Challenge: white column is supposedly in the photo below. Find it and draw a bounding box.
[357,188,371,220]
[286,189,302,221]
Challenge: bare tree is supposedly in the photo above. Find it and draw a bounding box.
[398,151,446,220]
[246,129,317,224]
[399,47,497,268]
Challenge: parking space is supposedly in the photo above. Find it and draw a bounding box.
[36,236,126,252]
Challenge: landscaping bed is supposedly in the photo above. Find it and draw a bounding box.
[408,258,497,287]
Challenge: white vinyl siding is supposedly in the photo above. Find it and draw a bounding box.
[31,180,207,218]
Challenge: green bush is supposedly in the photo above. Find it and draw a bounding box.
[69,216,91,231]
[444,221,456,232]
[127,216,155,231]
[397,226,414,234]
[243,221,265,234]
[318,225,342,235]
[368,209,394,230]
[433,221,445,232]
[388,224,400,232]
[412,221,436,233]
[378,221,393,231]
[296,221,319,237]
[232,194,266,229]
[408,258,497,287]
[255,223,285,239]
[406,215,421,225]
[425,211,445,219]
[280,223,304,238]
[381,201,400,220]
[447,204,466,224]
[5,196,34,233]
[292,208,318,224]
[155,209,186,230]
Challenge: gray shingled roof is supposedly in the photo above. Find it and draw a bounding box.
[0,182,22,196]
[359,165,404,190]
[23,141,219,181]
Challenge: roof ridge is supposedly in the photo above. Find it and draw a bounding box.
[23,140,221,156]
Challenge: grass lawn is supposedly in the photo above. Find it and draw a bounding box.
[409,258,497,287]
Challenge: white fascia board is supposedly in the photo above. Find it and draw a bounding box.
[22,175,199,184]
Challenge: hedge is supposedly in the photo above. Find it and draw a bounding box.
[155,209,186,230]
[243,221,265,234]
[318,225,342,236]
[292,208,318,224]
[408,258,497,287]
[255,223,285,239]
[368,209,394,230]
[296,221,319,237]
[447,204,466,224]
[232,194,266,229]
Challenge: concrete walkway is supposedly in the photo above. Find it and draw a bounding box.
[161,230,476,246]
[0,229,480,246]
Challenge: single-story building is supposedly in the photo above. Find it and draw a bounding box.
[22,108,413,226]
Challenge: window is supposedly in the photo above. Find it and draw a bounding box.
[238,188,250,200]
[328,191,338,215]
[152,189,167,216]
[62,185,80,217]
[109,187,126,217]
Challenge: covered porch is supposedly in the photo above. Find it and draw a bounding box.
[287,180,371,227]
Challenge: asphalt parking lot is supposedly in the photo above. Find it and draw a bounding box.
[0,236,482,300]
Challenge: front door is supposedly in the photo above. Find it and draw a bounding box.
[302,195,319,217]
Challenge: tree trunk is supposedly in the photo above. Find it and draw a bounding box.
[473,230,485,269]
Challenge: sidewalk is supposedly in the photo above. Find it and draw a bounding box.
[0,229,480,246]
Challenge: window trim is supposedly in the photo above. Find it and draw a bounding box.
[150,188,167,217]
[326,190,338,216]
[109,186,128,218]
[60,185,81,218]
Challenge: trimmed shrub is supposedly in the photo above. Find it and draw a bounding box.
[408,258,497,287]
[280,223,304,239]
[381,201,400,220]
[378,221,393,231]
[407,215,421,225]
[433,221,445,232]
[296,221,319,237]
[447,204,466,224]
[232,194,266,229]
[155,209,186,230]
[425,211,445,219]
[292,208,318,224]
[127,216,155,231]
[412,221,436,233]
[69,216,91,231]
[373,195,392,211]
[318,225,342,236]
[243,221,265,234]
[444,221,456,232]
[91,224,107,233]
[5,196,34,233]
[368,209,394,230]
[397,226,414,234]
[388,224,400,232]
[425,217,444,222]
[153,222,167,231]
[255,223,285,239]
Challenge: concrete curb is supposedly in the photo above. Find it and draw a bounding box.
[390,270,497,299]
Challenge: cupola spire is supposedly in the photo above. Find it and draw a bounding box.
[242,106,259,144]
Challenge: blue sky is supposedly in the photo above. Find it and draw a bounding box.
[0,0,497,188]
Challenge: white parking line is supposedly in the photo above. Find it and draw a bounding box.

------------

[PROBLEM REQUIREMENTS] Please scale everything from the start of the data down to the line containing "[286,189,302,221]", both ends included. Repeat each line with the requests kept as they are, and multiply every bounding-box coordinate in the answers by 2.3, rounding to whole numbers with halves going up.

[RESULT OF THE TASK]
Challenge: white column is supposedly in the photo below. Find it and draw a bounding box.
[821,432,853,506]
[658,435,695,508]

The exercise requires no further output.